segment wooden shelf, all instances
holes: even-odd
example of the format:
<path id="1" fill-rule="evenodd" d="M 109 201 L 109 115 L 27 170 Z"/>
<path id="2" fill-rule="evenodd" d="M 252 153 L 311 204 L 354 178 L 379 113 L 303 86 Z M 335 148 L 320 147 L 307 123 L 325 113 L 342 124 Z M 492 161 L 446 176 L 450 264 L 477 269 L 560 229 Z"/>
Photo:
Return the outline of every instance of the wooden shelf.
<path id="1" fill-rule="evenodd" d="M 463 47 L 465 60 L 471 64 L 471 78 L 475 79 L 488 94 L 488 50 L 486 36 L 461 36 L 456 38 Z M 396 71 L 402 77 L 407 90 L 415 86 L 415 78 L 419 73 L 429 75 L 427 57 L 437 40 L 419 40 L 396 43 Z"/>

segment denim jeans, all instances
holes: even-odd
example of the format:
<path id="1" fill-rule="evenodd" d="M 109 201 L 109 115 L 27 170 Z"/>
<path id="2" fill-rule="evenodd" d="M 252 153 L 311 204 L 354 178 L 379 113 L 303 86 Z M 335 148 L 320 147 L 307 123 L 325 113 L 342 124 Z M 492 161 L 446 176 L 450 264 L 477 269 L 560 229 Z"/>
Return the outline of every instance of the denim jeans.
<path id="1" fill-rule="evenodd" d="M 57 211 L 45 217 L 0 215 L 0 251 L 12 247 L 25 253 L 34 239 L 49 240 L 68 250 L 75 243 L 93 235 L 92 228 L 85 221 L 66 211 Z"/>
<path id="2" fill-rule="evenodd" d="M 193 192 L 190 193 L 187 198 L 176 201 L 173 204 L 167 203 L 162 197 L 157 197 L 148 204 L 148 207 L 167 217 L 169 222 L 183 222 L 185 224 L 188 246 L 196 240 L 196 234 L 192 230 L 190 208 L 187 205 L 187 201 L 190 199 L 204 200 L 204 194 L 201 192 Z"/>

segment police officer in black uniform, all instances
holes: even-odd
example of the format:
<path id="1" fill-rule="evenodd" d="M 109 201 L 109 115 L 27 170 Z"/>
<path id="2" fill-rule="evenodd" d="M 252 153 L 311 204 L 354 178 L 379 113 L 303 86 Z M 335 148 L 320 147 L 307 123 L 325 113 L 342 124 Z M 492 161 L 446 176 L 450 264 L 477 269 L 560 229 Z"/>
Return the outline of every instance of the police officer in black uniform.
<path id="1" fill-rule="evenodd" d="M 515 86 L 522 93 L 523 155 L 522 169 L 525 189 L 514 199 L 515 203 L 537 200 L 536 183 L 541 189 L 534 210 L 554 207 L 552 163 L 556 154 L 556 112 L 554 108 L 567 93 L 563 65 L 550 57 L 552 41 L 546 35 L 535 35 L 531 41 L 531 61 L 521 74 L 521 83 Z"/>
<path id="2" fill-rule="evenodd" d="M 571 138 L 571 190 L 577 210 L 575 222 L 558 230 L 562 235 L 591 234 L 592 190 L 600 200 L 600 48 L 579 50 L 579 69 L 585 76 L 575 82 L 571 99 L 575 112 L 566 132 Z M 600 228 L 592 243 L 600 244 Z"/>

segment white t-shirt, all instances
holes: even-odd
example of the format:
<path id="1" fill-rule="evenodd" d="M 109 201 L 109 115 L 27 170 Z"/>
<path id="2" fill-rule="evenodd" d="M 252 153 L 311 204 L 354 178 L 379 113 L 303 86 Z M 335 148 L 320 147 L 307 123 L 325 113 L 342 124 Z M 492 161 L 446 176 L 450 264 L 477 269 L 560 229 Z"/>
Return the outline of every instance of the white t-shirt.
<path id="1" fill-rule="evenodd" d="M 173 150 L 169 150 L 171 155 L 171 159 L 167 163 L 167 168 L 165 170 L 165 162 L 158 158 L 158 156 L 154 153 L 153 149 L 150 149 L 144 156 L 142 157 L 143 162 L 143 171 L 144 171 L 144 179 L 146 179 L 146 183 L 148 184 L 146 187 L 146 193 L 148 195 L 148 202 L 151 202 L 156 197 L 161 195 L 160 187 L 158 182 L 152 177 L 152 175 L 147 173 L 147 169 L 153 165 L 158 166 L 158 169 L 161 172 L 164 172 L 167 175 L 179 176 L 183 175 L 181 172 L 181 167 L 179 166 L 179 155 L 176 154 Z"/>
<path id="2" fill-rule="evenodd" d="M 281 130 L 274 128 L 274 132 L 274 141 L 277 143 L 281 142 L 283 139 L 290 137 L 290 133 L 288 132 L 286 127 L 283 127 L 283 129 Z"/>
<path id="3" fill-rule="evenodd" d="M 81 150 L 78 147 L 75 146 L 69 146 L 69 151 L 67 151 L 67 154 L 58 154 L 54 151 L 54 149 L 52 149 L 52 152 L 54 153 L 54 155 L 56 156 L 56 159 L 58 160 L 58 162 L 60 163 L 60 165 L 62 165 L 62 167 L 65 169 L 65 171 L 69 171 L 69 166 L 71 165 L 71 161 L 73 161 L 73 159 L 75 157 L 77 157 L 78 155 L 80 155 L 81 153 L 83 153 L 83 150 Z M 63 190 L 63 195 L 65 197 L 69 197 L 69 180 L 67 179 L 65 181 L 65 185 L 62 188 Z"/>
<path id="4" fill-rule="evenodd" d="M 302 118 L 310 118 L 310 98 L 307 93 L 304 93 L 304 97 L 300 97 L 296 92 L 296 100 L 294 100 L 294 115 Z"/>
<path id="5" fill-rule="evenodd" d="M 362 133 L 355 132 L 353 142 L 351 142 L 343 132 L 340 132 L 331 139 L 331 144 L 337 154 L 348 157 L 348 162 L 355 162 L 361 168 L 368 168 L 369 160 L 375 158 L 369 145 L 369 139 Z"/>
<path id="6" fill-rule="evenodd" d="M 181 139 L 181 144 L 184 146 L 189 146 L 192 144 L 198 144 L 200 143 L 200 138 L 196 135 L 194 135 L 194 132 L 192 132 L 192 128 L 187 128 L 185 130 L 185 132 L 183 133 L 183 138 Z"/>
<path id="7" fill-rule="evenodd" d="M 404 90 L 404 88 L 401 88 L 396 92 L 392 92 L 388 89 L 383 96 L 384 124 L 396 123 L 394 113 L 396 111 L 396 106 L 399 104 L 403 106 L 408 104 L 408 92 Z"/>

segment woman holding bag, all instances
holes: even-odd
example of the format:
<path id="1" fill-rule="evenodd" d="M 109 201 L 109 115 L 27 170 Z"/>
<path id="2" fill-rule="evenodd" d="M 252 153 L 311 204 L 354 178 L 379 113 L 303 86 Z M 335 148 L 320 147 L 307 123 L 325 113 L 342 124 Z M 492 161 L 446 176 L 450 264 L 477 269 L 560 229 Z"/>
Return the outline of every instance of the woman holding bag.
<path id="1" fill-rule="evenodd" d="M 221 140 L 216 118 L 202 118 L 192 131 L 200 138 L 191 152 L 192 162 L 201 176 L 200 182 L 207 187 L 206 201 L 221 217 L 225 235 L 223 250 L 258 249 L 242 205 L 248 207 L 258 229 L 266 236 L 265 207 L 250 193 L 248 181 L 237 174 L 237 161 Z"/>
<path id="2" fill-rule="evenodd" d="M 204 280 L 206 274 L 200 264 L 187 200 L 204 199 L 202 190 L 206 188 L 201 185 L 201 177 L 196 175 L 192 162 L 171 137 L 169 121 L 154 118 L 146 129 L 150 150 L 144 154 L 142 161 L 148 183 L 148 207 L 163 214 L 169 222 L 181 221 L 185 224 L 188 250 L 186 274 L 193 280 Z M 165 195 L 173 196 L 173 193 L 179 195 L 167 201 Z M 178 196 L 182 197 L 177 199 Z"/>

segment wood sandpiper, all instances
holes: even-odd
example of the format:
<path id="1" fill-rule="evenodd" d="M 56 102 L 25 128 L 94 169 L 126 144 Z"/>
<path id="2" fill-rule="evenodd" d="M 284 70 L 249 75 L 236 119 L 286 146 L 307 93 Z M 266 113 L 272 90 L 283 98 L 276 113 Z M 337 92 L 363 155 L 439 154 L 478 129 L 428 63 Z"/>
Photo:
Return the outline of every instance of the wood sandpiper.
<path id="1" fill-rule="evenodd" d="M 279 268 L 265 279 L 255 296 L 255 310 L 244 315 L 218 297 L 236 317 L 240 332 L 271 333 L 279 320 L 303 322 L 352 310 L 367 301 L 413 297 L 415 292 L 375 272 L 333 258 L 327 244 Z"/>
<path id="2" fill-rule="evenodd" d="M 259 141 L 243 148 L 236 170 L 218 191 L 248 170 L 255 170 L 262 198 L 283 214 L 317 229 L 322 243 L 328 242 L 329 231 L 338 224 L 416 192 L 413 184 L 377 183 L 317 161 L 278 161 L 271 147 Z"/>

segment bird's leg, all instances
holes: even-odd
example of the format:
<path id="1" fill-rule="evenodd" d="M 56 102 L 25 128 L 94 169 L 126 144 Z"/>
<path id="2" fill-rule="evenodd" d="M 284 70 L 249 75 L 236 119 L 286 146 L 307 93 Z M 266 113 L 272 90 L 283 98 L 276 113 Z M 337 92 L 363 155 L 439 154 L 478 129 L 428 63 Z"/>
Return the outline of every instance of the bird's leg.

+-------+

**What is asked:** Please reproduce, unchanged, the part of the material that opens with the line containing "segment bird's leg, all instances" and closes with the final line of the material, including both of those lines.

**The response:**
segment bird's leg, all instances
holes: even-odd
example of the format:
<path id="1" fill-rule="evenodd" d="M 56 102 L 25 128 L 94 169 L 126 144 Z"/>
<path id="2" fill-rule="evenodd" d="M 284 70 L 249 75 L 236 119 L 286 146 L 307 93 Z M 266 113 L 272 90 L 283 98 L 276 113 Z M 337 92 L 363 155 L 439 154 L 478 129 L 428 63 Z"/>
Return the outline of every instance of the bird's leg.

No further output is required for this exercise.